== ITEMS ==
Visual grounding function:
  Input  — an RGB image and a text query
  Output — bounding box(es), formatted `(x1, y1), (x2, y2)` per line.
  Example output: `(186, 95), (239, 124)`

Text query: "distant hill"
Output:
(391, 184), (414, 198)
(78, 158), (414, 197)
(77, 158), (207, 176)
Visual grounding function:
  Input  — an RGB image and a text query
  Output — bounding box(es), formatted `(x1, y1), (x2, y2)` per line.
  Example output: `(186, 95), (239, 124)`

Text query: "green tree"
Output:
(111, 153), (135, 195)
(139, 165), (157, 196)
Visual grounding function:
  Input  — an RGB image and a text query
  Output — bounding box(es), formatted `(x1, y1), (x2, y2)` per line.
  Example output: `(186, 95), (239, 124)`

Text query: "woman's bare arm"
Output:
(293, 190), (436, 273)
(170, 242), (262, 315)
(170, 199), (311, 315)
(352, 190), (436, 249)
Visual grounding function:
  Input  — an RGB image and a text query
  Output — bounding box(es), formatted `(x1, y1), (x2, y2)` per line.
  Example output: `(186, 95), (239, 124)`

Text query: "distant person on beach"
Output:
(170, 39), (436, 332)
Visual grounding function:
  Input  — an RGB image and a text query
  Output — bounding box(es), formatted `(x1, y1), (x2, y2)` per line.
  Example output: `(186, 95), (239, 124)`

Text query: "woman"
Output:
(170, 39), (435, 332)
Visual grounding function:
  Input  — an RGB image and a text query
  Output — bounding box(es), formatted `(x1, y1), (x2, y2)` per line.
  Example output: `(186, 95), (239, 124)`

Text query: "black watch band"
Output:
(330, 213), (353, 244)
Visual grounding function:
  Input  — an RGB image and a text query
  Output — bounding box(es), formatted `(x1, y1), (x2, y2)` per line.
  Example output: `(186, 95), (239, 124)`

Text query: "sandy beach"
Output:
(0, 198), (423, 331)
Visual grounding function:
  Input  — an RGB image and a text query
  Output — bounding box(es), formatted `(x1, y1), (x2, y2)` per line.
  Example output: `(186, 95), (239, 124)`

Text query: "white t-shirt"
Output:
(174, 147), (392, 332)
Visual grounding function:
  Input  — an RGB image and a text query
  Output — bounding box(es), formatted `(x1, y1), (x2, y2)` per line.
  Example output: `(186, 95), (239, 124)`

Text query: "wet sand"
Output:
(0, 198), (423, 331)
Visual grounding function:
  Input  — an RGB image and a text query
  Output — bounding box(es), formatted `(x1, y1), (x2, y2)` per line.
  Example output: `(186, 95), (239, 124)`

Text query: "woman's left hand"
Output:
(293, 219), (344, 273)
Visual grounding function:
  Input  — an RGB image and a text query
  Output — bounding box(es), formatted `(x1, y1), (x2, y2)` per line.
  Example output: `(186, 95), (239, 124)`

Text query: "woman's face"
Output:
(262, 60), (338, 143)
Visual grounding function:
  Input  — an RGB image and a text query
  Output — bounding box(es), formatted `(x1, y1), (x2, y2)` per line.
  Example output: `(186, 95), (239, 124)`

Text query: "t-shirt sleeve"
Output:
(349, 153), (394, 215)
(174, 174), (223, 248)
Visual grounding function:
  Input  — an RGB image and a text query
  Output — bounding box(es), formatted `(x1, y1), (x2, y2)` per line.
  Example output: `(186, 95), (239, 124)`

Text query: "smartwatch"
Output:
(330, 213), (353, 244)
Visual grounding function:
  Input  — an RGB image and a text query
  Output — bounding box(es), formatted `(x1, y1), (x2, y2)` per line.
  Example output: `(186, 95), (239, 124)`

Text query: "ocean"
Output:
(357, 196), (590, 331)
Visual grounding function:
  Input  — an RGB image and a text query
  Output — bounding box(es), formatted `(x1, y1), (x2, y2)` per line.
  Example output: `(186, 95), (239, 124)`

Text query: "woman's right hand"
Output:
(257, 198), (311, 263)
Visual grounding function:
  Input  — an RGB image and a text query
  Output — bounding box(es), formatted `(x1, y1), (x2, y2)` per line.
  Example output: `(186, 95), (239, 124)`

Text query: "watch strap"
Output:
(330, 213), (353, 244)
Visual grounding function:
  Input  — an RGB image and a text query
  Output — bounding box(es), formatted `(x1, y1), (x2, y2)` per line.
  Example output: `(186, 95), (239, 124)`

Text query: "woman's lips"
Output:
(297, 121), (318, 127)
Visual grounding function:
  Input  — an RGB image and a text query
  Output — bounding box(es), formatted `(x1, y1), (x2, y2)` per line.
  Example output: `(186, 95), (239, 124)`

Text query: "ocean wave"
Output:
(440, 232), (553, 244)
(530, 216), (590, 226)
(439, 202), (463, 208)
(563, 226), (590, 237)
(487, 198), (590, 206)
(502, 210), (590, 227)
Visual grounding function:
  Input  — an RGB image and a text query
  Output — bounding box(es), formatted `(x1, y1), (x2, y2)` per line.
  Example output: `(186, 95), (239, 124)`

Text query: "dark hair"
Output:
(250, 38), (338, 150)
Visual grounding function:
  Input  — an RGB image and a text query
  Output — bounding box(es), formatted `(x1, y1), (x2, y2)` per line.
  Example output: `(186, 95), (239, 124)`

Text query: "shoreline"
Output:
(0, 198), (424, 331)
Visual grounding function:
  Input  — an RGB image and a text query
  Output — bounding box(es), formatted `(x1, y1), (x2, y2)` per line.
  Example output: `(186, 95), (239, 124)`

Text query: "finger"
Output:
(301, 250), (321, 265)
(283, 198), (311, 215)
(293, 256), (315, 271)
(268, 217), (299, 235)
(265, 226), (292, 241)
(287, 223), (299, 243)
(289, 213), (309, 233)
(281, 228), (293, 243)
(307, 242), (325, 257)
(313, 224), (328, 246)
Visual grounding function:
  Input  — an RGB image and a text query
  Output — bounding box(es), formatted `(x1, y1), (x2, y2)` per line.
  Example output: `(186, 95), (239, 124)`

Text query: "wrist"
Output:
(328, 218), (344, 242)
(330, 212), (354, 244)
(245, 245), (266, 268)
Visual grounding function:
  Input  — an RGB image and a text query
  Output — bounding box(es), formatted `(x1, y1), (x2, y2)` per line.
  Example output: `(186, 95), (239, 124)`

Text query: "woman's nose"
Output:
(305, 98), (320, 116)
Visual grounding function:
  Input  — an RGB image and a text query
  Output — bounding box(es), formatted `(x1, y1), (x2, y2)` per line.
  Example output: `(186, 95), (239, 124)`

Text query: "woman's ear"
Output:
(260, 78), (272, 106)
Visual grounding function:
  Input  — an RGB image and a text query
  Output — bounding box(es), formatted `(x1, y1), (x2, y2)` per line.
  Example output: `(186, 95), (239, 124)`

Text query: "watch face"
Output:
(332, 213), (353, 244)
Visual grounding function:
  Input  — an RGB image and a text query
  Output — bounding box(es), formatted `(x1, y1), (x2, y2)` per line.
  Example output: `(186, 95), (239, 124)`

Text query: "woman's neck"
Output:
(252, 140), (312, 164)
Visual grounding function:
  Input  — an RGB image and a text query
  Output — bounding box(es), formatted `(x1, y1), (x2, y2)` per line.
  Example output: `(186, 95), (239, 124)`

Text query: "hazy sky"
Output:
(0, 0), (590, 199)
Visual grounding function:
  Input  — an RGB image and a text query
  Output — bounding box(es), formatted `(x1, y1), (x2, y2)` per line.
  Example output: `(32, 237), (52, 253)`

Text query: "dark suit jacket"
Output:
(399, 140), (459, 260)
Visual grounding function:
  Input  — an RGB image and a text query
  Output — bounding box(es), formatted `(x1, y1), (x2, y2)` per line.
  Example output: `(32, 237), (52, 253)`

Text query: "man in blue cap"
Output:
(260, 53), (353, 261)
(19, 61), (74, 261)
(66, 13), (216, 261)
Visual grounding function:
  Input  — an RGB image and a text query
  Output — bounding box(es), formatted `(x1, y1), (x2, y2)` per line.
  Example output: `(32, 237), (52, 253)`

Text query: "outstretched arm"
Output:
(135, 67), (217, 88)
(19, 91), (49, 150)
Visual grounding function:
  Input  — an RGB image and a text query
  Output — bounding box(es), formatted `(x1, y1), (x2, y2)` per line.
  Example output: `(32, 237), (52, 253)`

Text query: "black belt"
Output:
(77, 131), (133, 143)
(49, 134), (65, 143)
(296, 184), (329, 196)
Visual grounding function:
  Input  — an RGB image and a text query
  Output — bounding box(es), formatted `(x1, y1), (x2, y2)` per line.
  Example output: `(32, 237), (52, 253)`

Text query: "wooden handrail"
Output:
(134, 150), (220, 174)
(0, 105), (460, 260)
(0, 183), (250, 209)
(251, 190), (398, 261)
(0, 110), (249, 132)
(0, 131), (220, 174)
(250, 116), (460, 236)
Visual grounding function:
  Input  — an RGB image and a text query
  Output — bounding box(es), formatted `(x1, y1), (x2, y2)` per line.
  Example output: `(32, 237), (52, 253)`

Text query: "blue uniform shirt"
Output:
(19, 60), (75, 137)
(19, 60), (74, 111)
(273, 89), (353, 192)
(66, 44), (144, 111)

== PROBLEM REQUIREMENTS ==
Please transcribe the listing word for word, starting from its first line and ending with the line containing "(352, 190), (436, 249)", both included.

== ANSWER IN FULL ==
Visual grounding function:
  Input  — an RGB image and a text query
  Output — bounding box(es), formatted `(x1, y1), (x2, y2)` per line.
  Example output: `(186, 95), (239, 124)`

Text query: "distant hill"
Output:
(391, 184), (414, 198)
(78, 158), (414, 197)
(77, 158), (207, 176)
Visual grounding function:
  Input  — an RGB image and a text query
  Output — bounding box(es), formatted `(x1, y1), (x2, y2)` per line.
  Example output: `(186, 95), (239, 124)`

Text query: "green tree"
Output:
(111, 153), (135, 195)
(139, 165), (157, 196)
Visual grounding function:
  Input  — an RGB image and a text query
  Output — bounding box(es), formatted `(x1, y1), (x2, y2)` per line.
  Example output: `(186, 95), (239, 124)`

Text query: "woman's bare arm"
Output:
(293, 190), (436, 273)
(170, 242), (262, 315)
(170, 199), (311, 315)
(352, 190), (436, 249)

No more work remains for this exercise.